> Requirement:
Count every line below that contains "target", then give that count and nothing else.

> Data listing:
——

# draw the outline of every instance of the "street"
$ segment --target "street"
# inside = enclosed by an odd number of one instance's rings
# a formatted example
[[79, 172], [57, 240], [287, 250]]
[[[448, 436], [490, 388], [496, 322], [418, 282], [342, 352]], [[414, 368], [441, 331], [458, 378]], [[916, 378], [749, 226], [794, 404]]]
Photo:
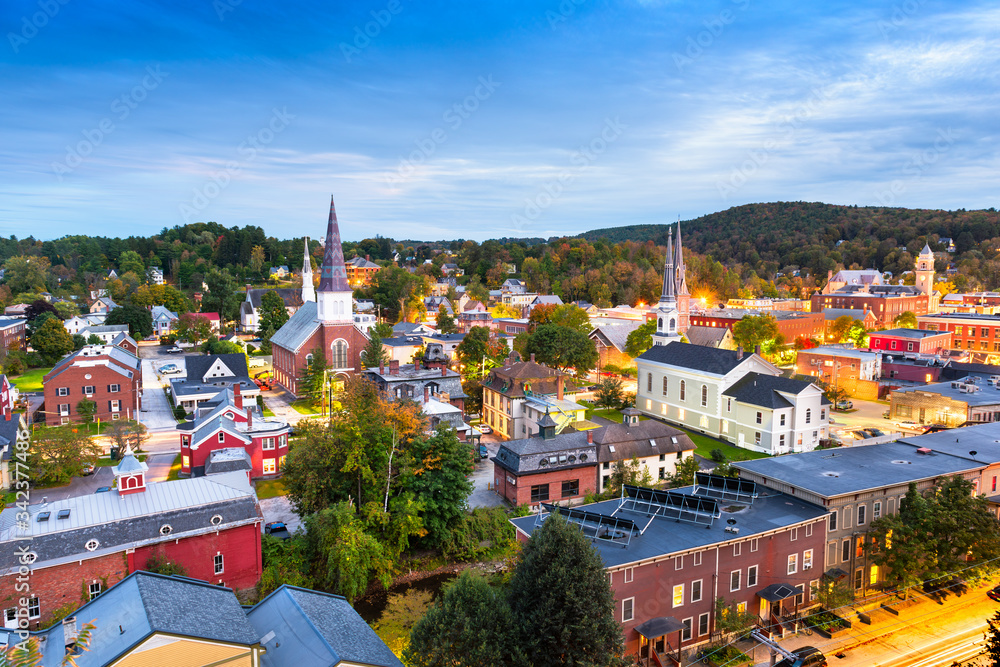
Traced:
[[859, 428], [877, 428], [886, 433], [901, 433], [903, 437], [922, 433], [923, 429], [900, 424], [898, 420], [886, 419], [883, 413], [889, 409], [888, 403], [877, 401], [862, 401], [849, 399], [854, 407], [846, 412], [830, 410], [830, 431], [840, 434], [847, 445], [852, 444], [854, 435], [851, 433]]

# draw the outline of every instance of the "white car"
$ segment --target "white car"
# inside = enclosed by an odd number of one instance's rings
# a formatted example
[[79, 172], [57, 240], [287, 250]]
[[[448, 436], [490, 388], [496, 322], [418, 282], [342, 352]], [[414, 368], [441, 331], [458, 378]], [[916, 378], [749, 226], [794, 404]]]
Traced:
[[177, 364], [165, 364], [160, 366], [160, 375], [175, 375], [184, 371]]
[[180, 354], [183, 351], [184, 350], [182, 350], [181, 348], [177, 347], [176, 345], [174, 345], [173, 347], [167, 348], [167, 354]]

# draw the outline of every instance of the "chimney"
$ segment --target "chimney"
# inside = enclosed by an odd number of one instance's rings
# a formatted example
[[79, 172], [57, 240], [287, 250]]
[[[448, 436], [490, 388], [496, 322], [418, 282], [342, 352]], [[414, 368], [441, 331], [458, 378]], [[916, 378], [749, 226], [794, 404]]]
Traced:
[[250, 288], [251, 288], [251, 287], [252, 287], [252, 285], [251, 285], [250, 283], [247, 283], [247, 294], [249, 294], [249, 293], [250, 293]]
[[535, 353], [531, 353], [531, 363], [535, 363]]
[[365, 261], [366, 262], [372, 261], [372, 256], [371, 255], [365, 255]]
[[247, 410], [247, 430], [253, 429], [253, 408]]
[[760, 354], [760, 345], [754, 345], [753, 352], [754, 354]]
[[397, 375], [399, 373], [399, 360], [393, 359], [389, 362], [389, 375]]
[[587, 431], [587, 444], [588, 445], [594, 444], [594, 432], [593, 431]]
[[70, 616], [69, 618], [64, 618], [62, 622], [63, 626], [63, 638], [65, 639], [65, 645], [67, 653], [70, 652], [70, 647], [76, 644], [76, 638], [79, 634], [76, 628], [76, 616]]
[[236, 403], [236, 407], [240, 410], [243, 409], [243, 394], [240, 393], [240, 383], [233, 383], [233, 402]]
[[385, 358], [378, 360], [378, 374], [385, 375]]
[[563, 391], [566, 389], [566, 376], [560, 374], [556, 378], [556, 398], [560, 401], [563, 400]]
[[431, 400], [431, 388], [424, 385], [424, 403]]
[[740, 360], [743, 358], [743, 346], [739, 345], [736, 347], [736, 359]]
[[441, 367], [441, 377], [443, 377], [443, 378], [448, 377], [448, 367], [447, 366], [442, 366]]

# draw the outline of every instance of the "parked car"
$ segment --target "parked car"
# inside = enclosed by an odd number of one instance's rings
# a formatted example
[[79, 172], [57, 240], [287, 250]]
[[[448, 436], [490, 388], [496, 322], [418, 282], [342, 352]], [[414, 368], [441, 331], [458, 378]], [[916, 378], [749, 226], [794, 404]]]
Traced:
[[871, 433], [872, 435], [874, 435], [876, 438], [880, 438], [883, 435], [885, 435], [885, 431], [883, 431], [881, 429], [877, 429], [877, 428], [869, 428], [869, 429], [867, 429], [867, 431], [869, 433]]
[[479, 458], [485, 459], [490, 455], [489, 450], [486, 449], [486, 445], [479, 445]]
[[774, 667], [826, 667], [826, 656], [814, 646], [803, 646], [794, 651], [794, 658], [785, 658]]
[[991, 588], [987, 593], [986, 597], [993, 600], [994, 602], [1000, 602], [1000, 586], [995, 586]]
[[93, 475], [94, 470], [96, 470], [96, 468], [94, 468], [93, 463], [84, 463], [82, 466], [80, 466], [81, 475]]
[[279, 540], [292, 539], [292, 534], [288, 532], [288, 527], [281, 521], [264, 524], [264, 533], [272, 537], [277, 537]]
[[160, 375], [176, 375], [184, 371], [177, 364], [165, 364], [160, 366]]
[[854, 407], [854, 403], [851, 401], [837, 401], [838, 410], [850, 410]]
[[476, 426], [476, 430], [479, 431], [480, 433], [482, 433], [483, 435], [489, 435], [490, 433], [493, 432], [493, 429], [491, 429], [486, 424], [478, 424]]
[[167, 348], [167, 354], [180, 354], [183, 351], [184, 350], [182, 350], [181, 348], [177, 347], [176, 345], [174, 345], [173, 347], [168, 347]]
[[882, 413], [882, 419], [888, 419], [888, 418], [889, 418], [889, 411], [886, 410], [885, 412]]
[[96, 489], [94, 489], [94, 493], [107, 493], [110, 490], [111, 490], [110, 486], [99, 486]]
[[904, 419], [903, 421], [899, 422], [899, 425], [905, 428], [916, 428], [917, 422], [913, 421], [912, 419]]
[[264, 368], [264, 366], [267, 366], [267, 360], [266, 359], [250, 359], [249, 366], [250, 366], [250, 368]]

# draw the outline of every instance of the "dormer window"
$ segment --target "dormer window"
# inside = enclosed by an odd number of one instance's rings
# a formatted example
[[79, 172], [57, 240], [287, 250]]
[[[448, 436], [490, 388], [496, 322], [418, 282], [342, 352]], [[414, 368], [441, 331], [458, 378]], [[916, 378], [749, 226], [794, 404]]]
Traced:
[[97, 540], [89, 540], [85, 545], [83, 545], [87, 551], [95, 551], [99, 546], [101, 546], [101, 543]]

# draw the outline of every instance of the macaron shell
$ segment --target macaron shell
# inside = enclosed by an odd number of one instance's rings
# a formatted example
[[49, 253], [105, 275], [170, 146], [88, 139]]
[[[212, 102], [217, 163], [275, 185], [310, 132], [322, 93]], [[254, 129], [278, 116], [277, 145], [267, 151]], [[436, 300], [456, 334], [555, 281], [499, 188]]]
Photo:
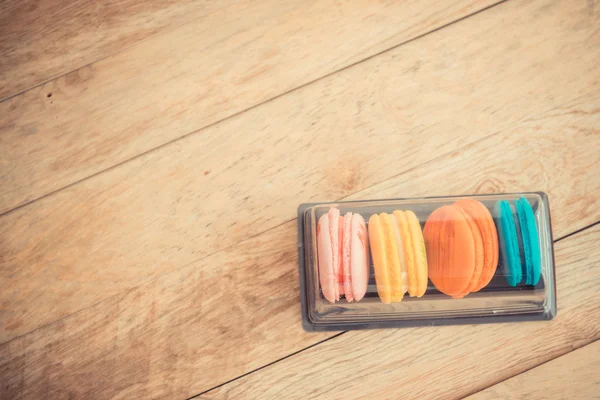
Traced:
[[408, 272], [406, 269], [406, 257], [404, 256], [404, 243], [402, 240], [402, 235], [400, 234], [400, 229], [398, 228], [398, 221], [395, 215], [392, 215], [392, 219], [394, 219], [393, 228], [394, 234], [396, 236], [396, 245], [398, 247], [398, 261], [400, 264], [400, 275], [402, 278], [402, 293], [408, 292]]
[[473, 234], [473, 243], [475, 244], [475, 266], [473, 269], [473, 276], [471, 277], [471, 282], [462, 293], [458, 294], [457, 296], [454, 296], [455, 298], [462, 298], [471, 293], [479, 283], [479, 278], [481, 277], [481, 270], [483, 269], [484, 247], [483, 239], [481, 238], [481, 232], [479, 231], [479, 227], [477, 227], [475, 220], [471, 218], [471, 216], [467, 212], [465, 212], [460, 207], [460, 205], [454, 204], [454, 207], [457, 210], [459, 210], [465, 217], [465, 220], [469, 225], [469, 229]]
[[475, 269], [475, 243], [471, 228], [458, 209], [449, 206], [444, 220], [442, 243], [452, 238], [448, 245], [442, 245], [447, 250], [447, 256], [442, 253], [440, 259], [448, 259], [446, 267], [446, 292], [456, 296], [463, 292], [473, 277]]
[[503, 274], [510, 286], [517, 286], [523, 276], [521, 272], [521, 256], [517, 237], [517, 228], [510, 204], [500, 200], [494, 206], [494, 217], [498, 229], [498, 247], [502, 261]]
[[411, 244], [413, 247], [414, 259], [415, 259], [415, 281], [416, 290], [409, 294], [411, 296], [422, 297], [427, 290], [427, 251], [425, 250], [425, 240], [423, 239], [423, 232], [421, 231], [421, 224], [419, 219], [412, 211], [405, 211], [404, 215], [408, 222], [408, 230], [410, 232]]
[[379, 215], [373, 214], [369, 218], [368, 232], [373, 268], [375, 269], [377, 294], [383, 303], [389, 304], [392, 302], [392, 293], [390, 290], [390, 277], [385, 256], [385, 238], [381, 219]]
[[[352, 215], [351, 278], [352, 295], [356, 301], [362, 300], [369, 284], [369, 235], [367, 225], [360, 214]], [[347, 295], [347, 294], [346, 294]]]
[[394, 211], [394, 217], [398, 224], [398, 230], [402, 237], [402, 245], [404, 246], [404, 260], [406, 263], [406, 272], [408, 274], [408, 293], [415, 296], [417, 293], [417, 266], [415, 260], [415, 251], [412, 244], [413, 238], [410, 234], [406, 215], [402, 211]]
[[443, 207], [438, 208], [431, 213], [429, 218], [427, 218], [425, 229], [423, 229], [425, 249], [427, 251], [428, 275], [431, 283], [433, 283], [438, 290], [444, 288], [444, 261], [441, 259], [441, 236], [444, 231], [444, 219], [445, 210]]
[[344, 217], [338, 217], [338, 297], [344, 294]]
[[[343, 224], [342, 217], [340, 217], [340, 210], [337, 208], [330, 208], [327, 212], [329, 215], [329, 231], [331, 232], [331, 246], [333, 248], [333, 274], [335, 275], [335, 299], [340, 299], [340, 288], [342, 287], [343, 275], [342, 275], [342, 233], [343, 229], [340, 229], [340, 222]], [[341, 221], [342, 220], [342, 221]]]
[[335, 275], [333, 273], [333, 248], [329, 229], [329, 215], [324, 214], [319, 218], [317, 225], [317, 252], [319, 262], [319, 282], [323, 296], [331, 303], [335, 303]]
[[496, 224], [494, 224], [494, 219], [488, 208], [477, 200], [459, 200], [454, 205], [460, 207], [473, 218], [481, 233], [484, 248], [483, 268], [479, 282], [472, 289], [472, 292], [477, 292], [490, 283], [498, 267], [498, 233], [496, 232]]
[[382, 225], [385, 232], [385, 253], [387, 258], [387, 266], [390, 277], [390, 290], [392, 301], [402, 301], [404, 297], [402, 284], [402, 269], [400, 267], [400, 256], [398, 249], [398, 241], [396, 240], [396, 219], [386, 213], [380, 214], [382, 217]]
[[436, 209], [424, 236], [432, 283], [449, 296], [464, 292], [475, 269], [475, 243], [463, 214], [453, 206]]
[[527, 267], [525, 284], [537, 285], [541, 276], [541, 254], [535, 215], [531, 204], [529, 204], [526, 198], [521, 197], [515, 204], [521, 226], [521, 235], [523, 237], [523, 249], [525, 251], [525, 263]]

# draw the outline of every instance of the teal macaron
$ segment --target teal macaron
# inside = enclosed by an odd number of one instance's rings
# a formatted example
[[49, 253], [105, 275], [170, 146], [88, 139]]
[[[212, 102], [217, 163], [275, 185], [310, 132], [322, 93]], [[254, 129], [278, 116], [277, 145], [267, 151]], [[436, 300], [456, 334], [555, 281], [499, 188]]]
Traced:
[[540, 243], [535, 216], [531, 204], [526, 198], [521, 197], [515, 202], [515, 205], [523, 241], [525, 284], [535, 286], [541, 275]]
[[510, 286], [523, 281], [537, 285], [541, 275], [538, 229], [531, 204], [521, 197], [510, 204], [500, 200], [494, 207], [502, 271]]
[[498, 245], [502, 272], [510, 286], [517, 286], [523, 279], [519, 237], [512, 208], [506, 200], [500, 200], [494, 207], [494, 219], [498, 230]]

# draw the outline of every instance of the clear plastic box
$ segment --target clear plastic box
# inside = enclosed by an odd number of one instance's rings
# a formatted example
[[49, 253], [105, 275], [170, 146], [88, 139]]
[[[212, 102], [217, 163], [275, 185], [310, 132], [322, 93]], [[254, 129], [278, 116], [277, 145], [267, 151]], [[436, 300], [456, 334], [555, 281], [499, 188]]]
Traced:
[[542, 192], [302, 204], [298, 249], [307, 331], [556, 315]]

——

> Output below:
8